* **Task details**
Please answer from the GZIP compression post below: which GZIP level does it recommend?

* **Excerpted passage**

WordPress hosting Jul 25, 2018 by Johnny

Should you have GZIP compression enabled?

  • What does it do?
  • Why is it recommended?
  • And are there any drawbacks?

GZIP is magical for me. You should definitely enable it if you want faster page loads. It’s a no-brainer and easy to enable. (I also go over the wrong way to do it!)

 

How to enable GZIP compression on your server/website?

  • If you have cPanel, go to “Optimize Website” and choose “Compress All Content”.
  • That’s it! Enjoy faster speeds!
  • If you don’t have cPanel, please follow your control panel instructions, look up guides online, or ask your webhost/sys-admin.

 

Detailed Settings

Fine fine, need more info? I recommend GZIP on level 6. That’s the typical default and recommended by most folks. Going lower isn’t worth it and going higher is too slow.

 

Doesn’t GZIP slow down your server?

* **Entries shown**
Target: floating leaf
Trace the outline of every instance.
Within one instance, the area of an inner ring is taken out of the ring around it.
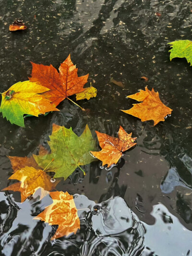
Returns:
[[[9,30],[10,31],[24,30],[27,27],[22,23],[22,21],[20,20],[15,20],[12,24],[9,26]]]
[[[132,138],[132,133],[127,134],[120,126],[118,138],[111,137],[106,134],[96,131],[102,150],[99,152],[91,151],[95,157],[102,161],[102,165],[108,167],[115,164],[122,155],[122,152],[127,150],[136,144],[134,142],[137,138]]]
[[[43,94],[55,106],[69,96],[84,91],[83,87],[89,75],[78,77],[78,69],[73,64],[70,54],[60,64],[59,73],[51,65],[48,66],[31,63],[33,69],[31,78],[29,79],[50,89]]]
[[[17,179],[21,181],[12,184],[3,190],[19,191],[21,192],[21,202],[24,202],[29,196],[33,195],[39,188],[50,191],[55,188],[60,180],[52,183],[51,177],[42,170],[29,166],[16,171],[9,179]]]
[[[58,225],[59,227],[51,240],[72,233],[76,234],[80,228],[80,221],[72,196],[67,192],[50,192],[53,203],[34,219],[40,219],[49,225]]]
[[[19,82],[2,94],[0,111],[11,123],[24,127],[24,115],[38,116],[49,111],[59,111],[40,94],[49,89],[29,81]]]
[[[139,93],[127,96],[128,98],[143,102],[133,104],[133,107],[130,109],[121,111],[140,118],[142,121],[152,120],[154,125],[156,125],[160,121],[165,121],[165,117],[171,114],[172,109],[161,102],[158,92],[156,93],[153,88],[150,91],[147,86],[145,89],[145,91],[140,90]]]
[[[25,166],[32,166],[35,168],[38,168],[38,164],[35,161],[33,156],[31,156],[30,157],[8,156],[7,157],[11,161],[12,169],[14,173],[18,170],[24,168]]]
[[[90,98],[96,97],[97,92],[97,90],[96,89],[91,85],[90,87],[85,88],[82,93],[77,94],[76,94],[76,99],[77,100],[80,100],[84,99],[87,99],[89,100]]]
[[[39,146],[39,155],[43,155],[48,153],[47,149],[42,146]],[[32,167],[35,169],[39,168],[33,156],[30,157],[26,156],[21,157],[8,156],[7,157],[11,161],[12,169],[14,173],[19,169],[24,168],[25,166]]]
[[[192,41],[189,40],[178,40],[168,43],[171,44],[170,60],[173,58],[186,58],[190,66],[192,65]]]
[[[51,171],[54,178],[63,177],[66,179],[77,167],[90,163],[95,159],[89,154],[90,150],[96,149],[96,141],[87,125],[83,134],[78,137],[72,131],[64,126],[53,124],[50,141],[48,141],[51,150],[51,154],[34,157],[39,166],[44,168],[52,159]]]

* **Answer for the task**
Level 6.